_Exercise input_
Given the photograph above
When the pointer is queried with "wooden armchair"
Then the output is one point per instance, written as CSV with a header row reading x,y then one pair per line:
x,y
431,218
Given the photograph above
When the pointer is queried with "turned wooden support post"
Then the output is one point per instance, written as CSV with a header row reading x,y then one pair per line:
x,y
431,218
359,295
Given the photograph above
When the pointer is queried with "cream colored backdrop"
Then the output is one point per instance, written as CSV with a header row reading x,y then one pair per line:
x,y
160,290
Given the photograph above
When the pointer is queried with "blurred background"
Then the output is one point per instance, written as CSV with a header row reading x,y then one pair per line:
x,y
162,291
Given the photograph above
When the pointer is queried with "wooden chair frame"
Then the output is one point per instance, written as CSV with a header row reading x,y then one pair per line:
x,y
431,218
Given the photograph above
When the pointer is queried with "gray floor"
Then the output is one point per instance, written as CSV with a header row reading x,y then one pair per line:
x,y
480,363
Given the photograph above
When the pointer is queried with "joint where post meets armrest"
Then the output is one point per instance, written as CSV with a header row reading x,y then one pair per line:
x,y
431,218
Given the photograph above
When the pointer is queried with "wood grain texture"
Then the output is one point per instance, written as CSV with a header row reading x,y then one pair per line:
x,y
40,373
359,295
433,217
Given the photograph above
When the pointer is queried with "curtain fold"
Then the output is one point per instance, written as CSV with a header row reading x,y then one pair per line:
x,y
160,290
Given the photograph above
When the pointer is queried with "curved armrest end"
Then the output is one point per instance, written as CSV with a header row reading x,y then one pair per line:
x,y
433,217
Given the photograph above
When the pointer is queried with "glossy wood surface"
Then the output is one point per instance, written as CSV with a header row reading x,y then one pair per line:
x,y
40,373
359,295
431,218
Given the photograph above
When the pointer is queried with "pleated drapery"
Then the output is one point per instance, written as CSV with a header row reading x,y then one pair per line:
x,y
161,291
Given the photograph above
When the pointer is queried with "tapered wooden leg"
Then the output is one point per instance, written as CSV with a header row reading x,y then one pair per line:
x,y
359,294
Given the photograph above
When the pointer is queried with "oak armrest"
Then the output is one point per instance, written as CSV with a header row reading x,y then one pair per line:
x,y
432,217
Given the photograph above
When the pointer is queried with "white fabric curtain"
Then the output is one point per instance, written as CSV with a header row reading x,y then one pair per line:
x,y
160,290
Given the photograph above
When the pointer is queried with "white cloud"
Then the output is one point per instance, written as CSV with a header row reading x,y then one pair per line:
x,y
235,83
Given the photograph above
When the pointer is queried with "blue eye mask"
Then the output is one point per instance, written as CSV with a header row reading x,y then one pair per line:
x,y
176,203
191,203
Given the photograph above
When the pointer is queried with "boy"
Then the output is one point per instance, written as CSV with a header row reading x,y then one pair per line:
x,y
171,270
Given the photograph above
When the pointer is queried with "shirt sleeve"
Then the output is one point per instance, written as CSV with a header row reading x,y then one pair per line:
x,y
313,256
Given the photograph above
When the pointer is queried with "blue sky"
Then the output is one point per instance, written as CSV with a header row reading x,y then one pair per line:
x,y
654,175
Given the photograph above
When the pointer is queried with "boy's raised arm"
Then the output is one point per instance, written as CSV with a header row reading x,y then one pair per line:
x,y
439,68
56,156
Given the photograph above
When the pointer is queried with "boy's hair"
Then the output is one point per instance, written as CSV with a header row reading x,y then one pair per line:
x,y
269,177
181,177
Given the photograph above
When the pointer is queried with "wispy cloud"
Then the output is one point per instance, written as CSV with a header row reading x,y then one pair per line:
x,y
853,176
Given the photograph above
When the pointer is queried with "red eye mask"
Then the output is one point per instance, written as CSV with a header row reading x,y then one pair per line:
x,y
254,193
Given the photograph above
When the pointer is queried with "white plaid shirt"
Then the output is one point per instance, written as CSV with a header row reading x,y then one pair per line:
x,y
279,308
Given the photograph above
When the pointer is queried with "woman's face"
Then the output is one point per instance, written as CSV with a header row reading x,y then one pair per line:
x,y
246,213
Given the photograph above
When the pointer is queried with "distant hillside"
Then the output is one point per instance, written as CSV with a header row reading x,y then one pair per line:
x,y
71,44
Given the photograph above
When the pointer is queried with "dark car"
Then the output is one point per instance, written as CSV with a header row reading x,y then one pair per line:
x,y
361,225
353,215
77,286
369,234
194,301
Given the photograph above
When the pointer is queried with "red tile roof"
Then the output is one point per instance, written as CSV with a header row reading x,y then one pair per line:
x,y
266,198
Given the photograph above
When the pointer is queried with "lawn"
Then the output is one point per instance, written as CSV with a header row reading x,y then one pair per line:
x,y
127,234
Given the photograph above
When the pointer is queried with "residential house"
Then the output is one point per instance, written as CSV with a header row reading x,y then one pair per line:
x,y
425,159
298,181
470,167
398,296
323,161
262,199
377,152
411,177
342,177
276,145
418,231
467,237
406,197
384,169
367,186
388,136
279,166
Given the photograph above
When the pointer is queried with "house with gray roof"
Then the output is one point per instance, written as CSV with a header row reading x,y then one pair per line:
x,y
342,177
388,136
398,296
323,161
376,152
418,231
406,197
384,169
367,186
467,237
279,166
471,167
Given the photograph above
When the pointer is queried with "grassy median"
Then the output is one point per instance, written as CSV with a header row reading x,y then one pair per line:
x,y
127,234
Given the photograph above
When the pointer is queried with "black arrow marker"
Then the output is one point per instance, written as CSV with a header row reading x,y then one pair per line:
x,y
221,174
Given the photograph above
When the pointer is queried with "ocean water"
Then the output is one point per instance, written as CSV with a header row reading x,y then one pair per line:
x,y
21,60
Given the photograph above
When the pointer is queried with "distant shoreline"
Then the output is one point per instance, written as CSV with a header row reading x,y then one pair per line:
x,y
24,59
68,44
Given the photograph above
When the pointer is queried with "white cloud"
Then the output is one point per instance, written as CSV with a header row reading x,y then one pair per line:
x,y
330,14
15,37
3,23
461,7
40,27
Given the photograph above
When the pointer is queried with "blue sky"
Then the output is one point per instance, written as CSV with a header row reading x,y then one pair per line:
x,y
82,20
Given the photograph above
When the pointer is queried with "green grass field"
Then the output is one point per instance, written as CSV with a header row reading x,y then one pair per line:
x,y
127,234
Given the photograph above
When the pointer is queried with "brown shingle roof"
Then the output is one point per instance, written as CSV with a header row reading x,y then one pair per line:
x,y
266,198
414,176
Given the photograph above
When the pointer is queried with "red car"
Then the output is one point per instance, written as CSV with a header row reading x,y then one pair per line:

_Short problem_
Return each entry from above without altering a single character.

_Worked answer_
Given the photograph above
When the pointer is queried with "wooden armchair"
Then the output is one point per instance, written as CSV with a header row reading x,y then one pair per line:
x,y
431,218
Given the photograph above
When the pointer is queried with "turned wooden support post"
Then the output is one point per instance, written as CSV with a header row reading x,y then one pair per line:
x,y
431,218
359,295
Given the photograph above
When the pointer is queried with "cream colored backdrop"
Then the output is one point per instance, written as CSV with a header row reading x,y then one pair per line:
x,y
160,290
Given the photograph above
When the pointer is queried with "blurred background"
Then the output is one point per instance, written as CSV with a header row reading x,y then one pair per line:
x,y
162,291
Given the photograph above
When the pointer is queried with "wooden chair frame"
Then the output is one point per instance, written as CSV with a header row reading x,y then one pair per line:
x,y
431,218
Given the photograph above
When the pointer is queried with "gray floor"
Then the output is one point per instance, written as CSV with a header row reading x,y then one pair per line:
x,y
480,363
Given the photograph above
When the pointer is queried with "joint where post meets armrest"
Then the output is one point per instance, written as CSV with a header row reading x,y then one pair per line:
x,y
431,218
Given the photograph above
When the pointer is queried with "wood grain texture"
Then the output is one point per instance, written as CSV with a header row reading x,y then one pair per line:
x,y
40,373
359,295
433,217
Given the photograph above
When the pointer is queried with "curtain fold"
Then the output is one point per instance, written as CSV with a header row reading x,y then one pair per line:
x,y
160,290
Given the photograph above
When the pointer is queried with "curved armrest end"
Then the output is one point per instance, written as CSV with a header row reading x,y then one pair per line:
x,y
433,217
Given the photograph above
When the pointer is queried with "glossy wood surface"
Then the output is one point per instance, written as CSV with a header row reading x,y then one pair per line:
x,y
40,373
359,295
431,218
Given the photograph above
When the pointer is queried with "pleated drapery"
Then the output is one point per instance, written as CSV with a header row reading x,y then one pair per line:
x,y
161,291
Given the photograph above
When the pointer is queried with "tapered wooden leg"
Then the output is one point per instance, written as CSV with a header row reading x,y then one pair per line:
x,y
359,294
Given the photograph above
When the pointer is queried with "oak armrest"
Then the output is one point per instance, written as CSV with a header row reading x,y then one pair per line:
x,y
432,217
Given the photograph above
When the pointer is queried with "white fabric curtain"
Then the output is one point per instance, written as CSV with a header row reading x,y then one pair per line:
x,y
160,290
Given the photograph above
When the pointer is queried with "white cloud"
Then the output is one point per instance, written as CSV with a header row reading x,y then one pair per line:
x,y
235,83
Given the photograph above
When the pointer is queried with "blue eye mask"
Then the output is one point per instance, written as CSV with a header row reading x,y then one pair per line:
x,y
176,203
191,203
Given the photograph above
When the pointer is queried with "boy"
Then the output is one point per instance, written as CSV with a header row reading x,y then one pair per line:
x,y
171,270
Given the photograph above
When the pointer is queried with "shirt sleeve"
Then the output is one point per instance, written as CSV with a header row reading x,y then one pair per line:
x,y
313,256
Given the photograph above
When the pointer is queried with "blue sky"
Then the output is one point per instance, written as CSV with a header row reading x,y then one pair per line:
x,y
654,175
Given the photograph above
When the pointer is queried with "boy's raised arm"
Then the output is one point per instance, written as CSV with a header row reading x,y then one pair per line:
x,y
439,68
56,156
Given the photograph above
When the pointer is queried with "boy's hair"
Then the output is one point per instance, written as CSV with a header row reading x,y then one pair per line:
x,y
269,177
181,177
Given the photograph above
When the pointer is queried with "wispy cloud"
Then the output is one point per instance, written as CSV with a header row reading x,y then one pair per line:
x,y
853,176
Given the photograph above
When the pointer is queried with "red eye mask"
Then the output is one point per instance, written as CSV with a header row reading x,y then one pair per line:
x,y
254,193
Given the photograph above
When the pointer is queried with "white plaid shirt"
Then the output is one point per instance, written as CSV with a header row reading x,y then one pair per line:
x,y
279,308
Given the photograph above
When the pointer is queried with "woman's face"
Then the output is one point per instance, written as CSV with a header row reading x,y then one pair per line:
x,y
246,213
Given the photograph above
When the pointer is queried with "distant hillside"
Then the output is one point per instance, written as CSV with a header row reading x,y then one pair per line:
x,y
71,44
Given the photograph above
When the pointer is queried with "dark car"
Then the output is one point per instance, written as CSV with a header row reading x,y then one pair per line:
x,y
361,225
353,215
77,286
369,234
194,301
Given the photograph above
When the pointer is queried with "red tile roof"
Then the output is one point per instance, written as CSV with a header row reading x,y then one pair per line:
x,y
266,198
Given the photograph above
When the pointer is queried with "lawn"
Then the output is one point per instance, written as CSV with a header row reading x,y then one pair per line:
x,y
127,234
Given the photograph above
When the pointer is queried with "residential house"
Then the output is one point per instance, written as CSV with a header row reading x,y then one pair per line:
x,y
425,159
298,181
470,167
398,296
323,161
262,199
377,152
411,177
342,177
276,145
418,231
467,237
406,197
384,169
367,186
388,136
279,166
Given the photograph above
When the pointer is queried with "house with gray roof"
Then the output is one point per instance, written as CSV with a header row reading x,y then one pair per line:
x,y
342,177
388,136
398,296
323,161
376,152
418,231
406,197
384,169
367,186
467,237
279,166
471,167
Given the photograph above
When the pointer is queried with "grassy median"
Then the output is one point per instance, written as CSV with a header row reading x,y then one pair per line:
x,y
127,234
Given the photograph above
When the pointer is queried with "black arrow marker"
Then the output is one point per instance, written as CSV with a header row reading x,y then one pair per line:
x,y
221,174
Given the photograph above
When the pointer is queried with "ocean water"
Then the output is one point per instance, written as CSV with a header row reading x,y then one pair per line:
x,y
21,60
Given the photograph above
When the pointer is queried with "distant shoreline"
Then the output is one point per instance, written as CSV with a header row reading x,y then one pair per line:
x,y
24,59
68,44
Given the photograph above
When the pointer is queried with "white cloud"
Then the output is one point per instance, written as CSV with a header row reading x,y then one pair per line:
x,y
330,14
15,37
3,23
461,7
40,27
Given the photograph above
When the pointer is queried with "blue sky"
Then the output is one point per instance, written as CSV with a header row reading x,y then one pair per line:
x,y
82,20
Given the photograph above
When the pointer is queried with "green grass field"
Then the output is one point per instance, written as CSV with a header row reading x,y then one pair per line:
x,y
127,234
Given the photograph above
When the pointer is queried with "brown shingle roof"
Then the output is one point per instance, written as CSV with a header row reading x,y then one pair per line:
x,y
266,198
414,176
Given the photograph above
When the pointer is queried with "red car"
Then the output is one point per instance, written as CSV with a header row reading x,y then one pair per line:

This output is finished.